### REQUIRED WORK
One number is the whole answer: the tally of lines in the records below that contain "surface".

### DATA RECORDS
════════════════════

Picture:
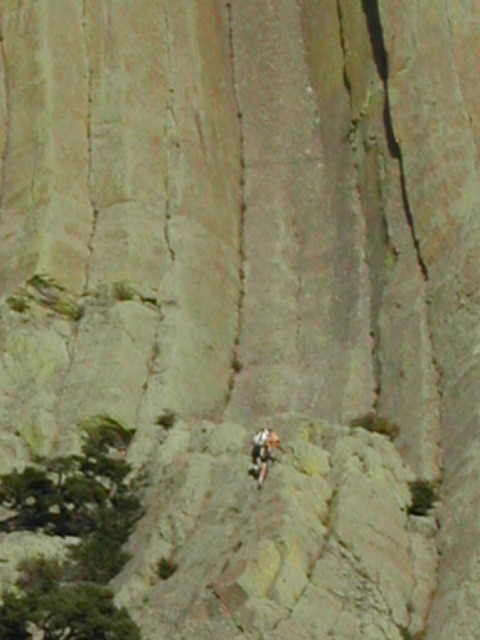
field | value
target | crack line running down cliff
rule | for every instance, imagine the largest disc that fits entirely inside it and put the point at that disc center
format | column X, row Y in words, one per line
column 372, row 14
column 93, row 204
column 6, row 142
column 236, row 364
column 173, row 144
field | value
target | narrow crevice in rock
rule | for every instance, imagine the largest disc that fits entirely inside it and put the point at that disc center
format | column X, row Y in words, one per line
column 372, row 14
column 346, row 80
column 7, row 116
column 93, row 204
column 372, row 255
column 155, row 353
column 236, row 364
column 171, row 136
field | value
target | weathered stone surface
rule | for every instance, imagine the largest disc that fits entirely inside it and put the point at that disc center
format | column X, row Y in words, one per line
column 306, row 289
column 268, row 207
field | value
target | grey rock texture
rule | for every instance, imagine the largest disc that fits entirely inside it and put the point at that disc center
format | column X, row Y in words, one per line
column 245, row 213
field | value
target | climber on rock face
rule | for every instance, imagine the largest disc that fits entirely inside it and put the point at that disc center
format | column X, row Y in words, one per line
column 262, row 444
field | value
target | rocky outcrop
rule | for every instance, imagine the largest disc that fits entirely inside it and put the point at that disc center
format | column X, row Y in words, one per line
column 220, row 215
column 327, row 549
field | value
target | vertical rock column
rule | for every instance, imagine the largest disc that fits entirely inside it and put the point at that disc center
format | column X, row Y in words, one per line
column 435, row 129
column 304, row 344
column 165, row 175
column 45, row 213
column 119, row 259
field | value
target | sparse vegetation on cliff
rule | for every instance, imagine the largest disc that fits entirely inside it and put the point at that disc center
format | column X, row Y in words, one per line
column 93, row 497
column 376, row 424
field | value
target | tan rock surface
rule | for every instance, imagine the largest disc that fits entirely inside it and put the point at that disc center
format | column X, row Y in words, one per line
column 238, row 214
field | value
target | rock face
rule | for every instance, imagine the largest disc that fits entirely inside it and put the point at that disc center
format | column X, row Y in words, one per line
column 234, row 214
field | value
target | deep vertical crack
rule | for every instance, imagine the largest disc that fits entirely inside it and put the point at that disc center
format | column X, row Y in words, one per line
column 5, row 149
column 93, row 203
column 372, row 14
column 236, row 363
column 171, row 137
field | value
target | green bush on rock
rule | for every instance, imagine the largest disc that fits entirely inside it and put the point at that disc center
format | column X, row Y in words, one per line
column 91, row 496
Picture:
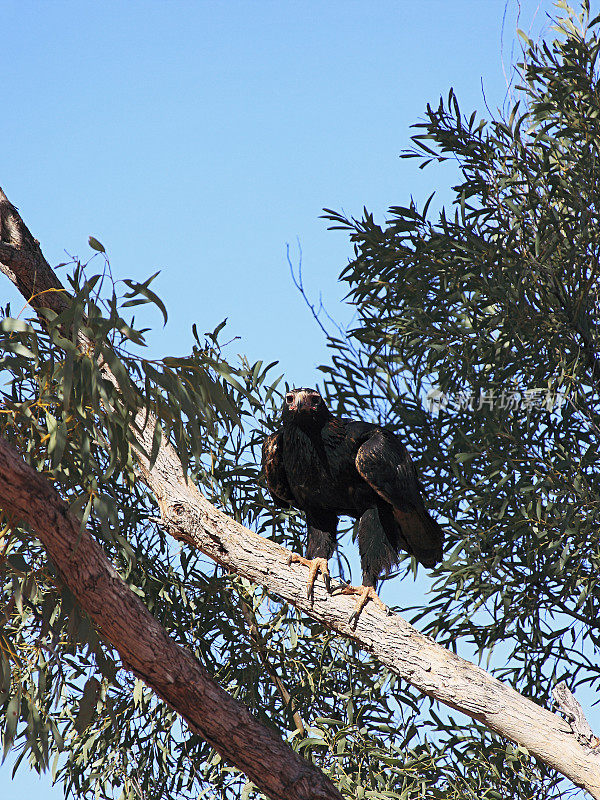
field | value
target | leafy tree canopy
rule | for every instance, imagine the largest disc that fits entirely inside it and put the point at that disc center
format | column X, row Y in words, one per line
column 493, row 303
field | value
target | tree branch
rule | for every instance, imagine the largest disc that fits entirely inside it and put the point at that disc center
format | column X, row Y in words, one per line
column 188, row 516
column 145, row 647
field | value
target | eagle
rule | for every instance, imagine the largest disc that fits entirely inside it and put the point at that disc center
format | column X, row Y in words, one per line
column 327, row 466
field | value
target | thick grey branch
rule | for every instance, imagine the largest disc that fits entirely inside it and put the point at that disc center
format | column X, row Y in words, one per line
column 188, row 515
column 146, row 648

════════════════════

### RESPONSE
2